-- WORK ORDER --
Can you return the records below exactly as they stand, but only from the first line through the one with "TARGET: pine tree"?

(Region pointing data)
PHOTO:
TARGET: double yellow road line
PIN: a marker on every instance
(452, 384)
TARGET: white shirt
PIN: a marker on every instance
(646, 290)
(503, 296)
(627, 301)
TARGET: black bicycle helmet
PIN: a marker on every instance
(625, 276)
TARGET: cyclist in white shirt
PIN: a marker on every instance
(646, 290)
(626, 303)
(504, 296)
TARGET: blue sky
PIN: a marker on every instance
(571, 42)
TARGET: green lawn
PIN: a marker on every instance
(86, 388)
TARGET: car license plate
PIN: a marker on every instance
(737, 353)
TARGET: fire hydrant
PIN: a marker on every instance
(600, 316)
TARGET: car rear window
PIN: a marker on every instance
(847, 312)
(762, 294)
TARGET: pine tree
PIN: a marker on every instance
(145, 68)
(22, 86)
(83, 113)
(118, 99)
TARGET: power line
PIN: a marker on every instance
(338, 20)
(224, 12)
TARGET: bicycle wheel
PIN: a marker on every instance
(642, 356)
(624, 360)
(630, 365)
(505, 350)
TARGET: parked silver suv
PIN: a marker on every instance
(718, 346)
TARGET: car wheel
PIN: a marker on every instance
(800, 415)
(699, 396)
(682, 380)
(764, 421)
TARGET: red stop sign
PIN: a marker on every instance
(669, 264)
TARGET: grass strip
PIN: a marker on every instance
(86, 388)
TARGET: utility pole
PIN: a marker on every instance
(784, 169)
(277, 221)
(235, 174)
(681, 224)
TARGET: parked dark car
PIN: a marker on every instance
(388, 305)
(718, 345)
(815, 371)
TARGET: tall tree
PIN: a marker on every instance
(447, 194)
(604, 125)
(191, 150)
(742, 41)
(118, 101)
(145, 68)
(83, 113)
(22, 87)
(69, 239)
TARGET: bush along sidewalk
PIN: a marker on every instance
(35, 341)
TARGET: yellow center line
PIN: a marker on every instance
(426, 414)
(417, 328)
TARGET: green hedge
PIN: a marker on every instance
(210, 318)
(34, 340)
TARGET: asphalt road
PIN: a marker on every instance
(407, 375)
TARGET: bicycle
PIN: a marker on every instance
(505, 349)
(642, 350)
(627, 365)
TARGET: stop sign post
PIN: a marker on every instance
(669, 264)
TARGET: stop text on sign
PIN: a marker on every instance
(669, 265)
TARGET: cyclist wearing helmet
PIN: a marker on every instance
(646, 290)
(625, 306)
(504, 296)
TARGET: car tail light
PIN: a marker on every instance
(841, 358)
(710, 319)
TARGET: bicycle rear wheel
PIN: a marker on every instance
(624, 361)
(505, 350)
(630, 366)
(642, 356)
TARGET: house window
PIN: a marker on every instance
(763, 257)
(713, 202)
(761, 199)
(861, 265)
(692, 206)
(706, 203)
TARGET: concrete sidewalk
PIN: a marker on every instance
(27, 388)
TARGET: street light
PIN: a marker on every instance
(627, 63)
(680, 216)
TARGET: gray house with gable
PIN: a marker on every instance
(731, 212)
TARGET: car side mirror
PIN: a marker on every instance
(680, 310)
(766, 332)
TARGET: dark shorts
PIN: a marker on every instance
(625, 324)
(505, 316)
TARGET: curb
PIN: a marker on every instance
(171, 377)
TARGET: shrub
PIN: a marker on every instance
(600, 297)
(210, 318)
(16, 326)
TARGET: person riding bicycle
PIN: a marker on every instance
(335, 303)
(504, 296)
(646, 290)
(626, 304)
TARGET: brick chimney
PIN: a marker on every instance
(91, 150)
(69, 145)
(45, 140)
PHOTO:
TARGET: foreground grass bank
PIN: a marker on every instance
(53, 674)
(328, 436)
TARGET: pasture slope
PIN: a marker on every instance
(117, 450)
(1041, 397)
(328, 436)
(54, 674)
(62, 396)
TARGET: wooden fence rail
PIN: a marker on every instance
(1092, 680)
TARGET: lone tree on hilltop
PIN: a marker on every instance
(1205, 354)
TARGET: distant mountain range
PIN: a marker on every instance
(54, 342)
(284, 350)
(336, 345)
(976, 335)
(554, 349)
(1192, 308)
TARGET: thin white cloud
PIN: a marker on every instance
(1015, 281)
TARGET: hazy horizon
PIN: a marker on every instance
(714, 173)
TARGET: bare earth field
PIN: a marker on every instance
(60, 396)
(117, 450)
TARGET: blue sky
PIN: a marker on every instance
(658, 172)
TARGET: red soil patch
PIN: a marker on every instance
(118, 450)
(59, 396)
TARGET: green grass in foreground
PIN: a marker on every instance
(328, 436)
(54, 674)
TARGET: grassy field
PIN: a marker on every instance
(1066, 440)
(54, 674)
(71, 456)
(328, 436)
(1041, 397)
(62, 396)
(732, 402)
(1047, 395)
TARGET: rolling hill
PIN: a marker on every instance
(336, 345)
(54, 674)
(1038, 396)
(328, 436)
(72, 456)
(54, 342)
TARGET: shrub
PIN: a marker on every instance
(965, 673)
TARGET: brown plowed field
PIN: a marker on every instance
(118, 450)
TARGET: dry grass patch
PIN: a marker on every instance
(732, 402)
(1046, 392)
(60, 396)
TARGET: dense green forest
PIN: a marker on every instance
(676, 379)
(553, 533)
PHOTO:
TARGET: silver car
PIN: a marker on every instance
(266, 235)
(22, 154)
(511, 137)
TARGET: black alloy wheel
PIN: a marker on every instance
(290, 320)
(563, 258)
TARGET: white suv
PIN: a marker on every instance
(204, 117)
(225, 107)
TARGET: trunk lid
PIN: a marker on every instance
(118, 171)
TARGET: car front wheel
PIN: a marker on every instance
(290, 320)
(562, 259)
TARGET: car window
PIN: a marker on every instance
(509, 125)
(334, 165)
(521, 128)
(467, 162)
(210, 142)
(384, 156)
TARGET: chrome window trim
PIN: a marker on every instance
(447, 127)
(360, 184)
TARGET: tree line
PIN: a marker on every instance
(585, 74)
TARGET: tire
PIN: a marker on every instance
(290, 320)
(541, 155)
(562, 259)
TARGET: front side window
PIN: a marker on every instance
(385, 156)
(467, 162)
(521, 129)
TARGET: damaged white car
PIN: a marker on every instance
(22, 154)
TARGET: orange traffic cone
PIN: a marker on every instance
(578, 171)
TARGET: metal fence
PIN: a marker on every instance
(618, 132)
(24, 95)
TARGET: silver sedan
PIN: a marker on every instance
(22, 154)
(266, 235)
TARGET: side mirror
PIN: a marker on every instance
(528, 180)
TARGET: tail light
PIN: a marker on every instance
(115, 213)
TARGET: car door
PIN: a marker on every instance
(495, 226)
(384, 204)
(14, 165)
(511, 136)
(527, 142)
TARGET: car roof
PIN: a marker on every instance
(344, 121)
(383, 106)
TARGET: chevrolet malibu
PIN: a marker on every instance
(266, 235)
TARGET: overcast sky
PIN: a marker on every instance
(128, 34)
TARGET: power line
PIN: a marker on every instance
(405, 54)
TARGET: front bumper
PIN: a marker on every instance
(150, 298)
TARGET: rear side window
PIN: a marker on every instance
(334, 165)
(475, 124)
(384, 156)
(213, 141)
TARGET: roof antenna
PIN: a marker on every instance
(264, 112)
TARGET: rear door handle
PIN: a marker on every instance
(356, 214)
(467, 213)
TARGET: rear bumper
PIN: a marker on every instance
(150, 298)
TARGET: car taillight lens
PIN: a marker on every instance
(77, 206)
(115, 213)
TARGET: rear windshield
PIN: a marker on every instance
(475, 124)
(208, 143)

-- EXPECTED ANSWER --
PHOTO:
TARGET: double yellow road line
PIN: a marker on every instance
(452, 384)
TARGET: white shirt
PIN: a marker on every instance
(646, 290)
(503, 296)
(627, 301)
TARGET: black bicycle helmet
PIN: a marker on every instance
(625, 276)
TARGET: cyclist in white shirt
PIN: a marker on every instance
(646, 290)
(626, 303)
(504, 296)
TARGET: blue sky
PIN: a marker on every instance
(571, 42)
TARGET: green lawn
PIN: a marker on every instance
(86, 388)
TARGET: car license plate
PIN: a marker on every instance
(737, 353)
TARGET: fire hydrant
PIN: a marker on every instance
(600, 316)
TARGET: car rear window
PIN: a marker on every instance
(847, 312)
(762, 294)
TARGET: pine tree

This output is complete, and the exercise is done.